## What the exercise asks:
Return the lines beginning at the one that contains "Mark the region of every instance of the rock" and continuing to the end of the entries, including both ends, exactly as written and nothing else.

## Task inputs:
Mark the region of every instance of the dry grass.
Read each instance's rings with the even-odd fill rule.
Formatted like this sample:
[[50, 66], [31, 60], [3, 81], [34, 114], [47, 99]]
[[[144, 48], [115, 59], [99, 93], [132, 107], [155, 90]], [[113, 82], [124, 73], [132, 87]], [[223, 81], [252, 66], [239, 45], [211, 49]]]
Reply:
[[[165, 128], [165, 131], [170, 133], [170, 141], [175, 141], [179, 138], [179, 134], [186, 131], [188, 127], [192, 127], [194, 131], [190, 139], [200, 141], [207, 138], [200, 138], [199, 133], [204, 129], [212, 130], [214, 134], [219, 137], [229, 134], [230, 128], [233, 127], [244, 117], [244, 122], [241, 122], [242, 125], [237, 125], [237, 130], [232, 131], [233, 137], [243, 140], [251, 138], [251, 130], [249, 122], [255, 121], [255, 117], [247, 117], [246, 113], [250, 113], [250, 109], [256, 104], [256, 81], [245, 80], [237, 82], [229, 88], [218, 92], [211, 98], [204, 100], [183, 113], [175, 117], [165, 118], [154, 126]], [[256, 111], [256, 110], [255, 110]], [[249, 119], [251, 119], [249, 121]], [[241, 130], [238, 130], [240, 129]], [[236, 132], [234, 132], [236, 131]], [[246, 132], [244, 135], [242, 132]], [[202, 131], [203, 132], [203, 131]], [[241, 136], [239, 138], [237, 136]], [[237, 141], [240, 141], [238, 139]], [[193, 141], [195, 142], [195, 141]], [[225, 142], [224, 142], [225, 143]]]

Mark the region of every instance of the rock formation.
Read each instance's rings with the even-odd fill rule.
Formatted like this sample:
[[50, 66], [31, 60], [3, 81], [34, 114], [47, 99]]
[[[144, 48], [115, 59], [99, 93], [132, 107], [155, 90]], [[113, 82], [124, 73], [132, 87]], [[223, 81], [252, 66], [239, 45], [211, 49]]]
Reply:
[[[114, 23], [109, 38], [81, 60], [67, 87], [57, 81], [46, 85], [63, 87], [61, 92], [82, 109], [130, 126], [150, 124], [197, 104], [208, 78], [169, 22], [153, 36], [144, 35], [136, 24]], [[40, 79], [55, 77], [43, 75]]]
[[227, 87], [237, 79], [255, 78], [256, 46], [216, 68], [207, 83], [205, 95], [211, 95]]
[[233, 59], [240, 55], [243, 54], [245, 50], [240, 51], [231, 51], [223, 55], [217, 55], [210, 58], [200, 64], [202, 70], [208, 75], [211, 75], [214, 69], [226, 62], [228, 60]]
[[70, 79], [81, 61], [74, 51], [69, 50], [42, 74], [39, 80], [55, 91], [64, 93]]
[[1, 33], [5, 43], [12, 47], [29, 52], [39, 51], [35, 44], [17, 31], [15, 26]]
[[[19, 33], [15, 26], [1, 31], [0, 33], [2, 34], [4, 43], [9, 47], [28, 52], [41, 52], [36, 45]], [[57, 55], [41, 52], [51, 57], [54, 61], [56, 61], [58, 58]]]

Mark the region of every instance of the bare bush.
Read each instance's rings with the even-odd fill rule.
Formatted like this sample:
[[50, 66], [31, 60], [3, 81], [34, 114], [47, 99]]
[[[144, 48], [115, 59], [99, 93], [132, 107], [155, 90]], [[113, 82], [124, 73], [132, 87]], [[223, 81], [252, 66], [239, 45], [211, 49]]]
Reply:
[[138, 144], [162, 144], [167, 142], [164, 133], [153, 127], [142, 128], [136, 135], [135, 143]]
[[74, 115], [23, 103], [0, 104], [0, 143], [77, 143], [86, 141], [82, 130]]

## Answer to this task:
Mark the region of every instance of the rock formation.
Read each instance's rings with the even-odd fill rule.
Formatted like this sample:
[[50, 66], [31, 60], [3, 81], [34, 114], [47, 99]]
[[[144, 48], [115, 59], [99, 93], [132, 107], [155, 90]], [[113, 82], [124, 73], [132, 87]], [[223, 81], [252, 66], [239, 45], [211, 49]]]
Reply:
[[[114, 23], [109, 38], [81, 60], [67, 87], [57, 81], [46, 85], [63, 87], [61, 92], [82, 109], [130, 126], [150, 124], [197, 104], [208, 78], [169, 22], [153, 36], [144, 35], [136, 24]], [[40, 79], [55, 77], [43, 75]]]
[[227, 87], [237, 79], [255, 78], [256, 46], [216, 68], [207, 83], [205, 95], [211, 95]]
[[233, 59], [240, 55], [243, 54], [245, 50], [240, 51], [231, 51], [223, 55], [217, 55], [210, 58], [200, 64], [202, 70], [208, 75], [211, 75], [214, 69], [226, 62], [228, 60]]
[[70, 79], [81, 61], [74, 51], [69, 50], [42, 74], [39, 80], [55, 91], [64, 93]]
[[1, 33], [5, 43], [12, 47], [29, 52], [39, 51], [35, 44], [17, 31], [15, 26]]
[[[19, 33], [15, 26], [1, 31], [0, 33], [2, 34], [4, 43], [9, 47], [28, 52], [41, 52], [36, 45]], [[57, 55], [41, 52], [51, 57], [54, 61], [56, 61], [58, 58]]]

Mark the region of every instance of the bare bush.
Read each instance's rings with the even-odd fill rule.
Formatted like this sample:
[[50, 66], [31, 60], [3, 81], [34, 114], [47, 99]]
[[[144, 48], [115, 59], [99, 93], [132, 107], [155, 90]], [[113, 82], [124, 73], [132, 87]], [[223, 81], [252, 66], [239, 45], [211, 49]]]
Reply:
[[138, 144], [162, 144], [167, 142], [164, 133], [153, 127], [142, 128], [136, 135], [135, 143]]
[[74, 115], [23, 103], [0, 104], [0, 143], [77, 143], [86, 141], [82, 130]]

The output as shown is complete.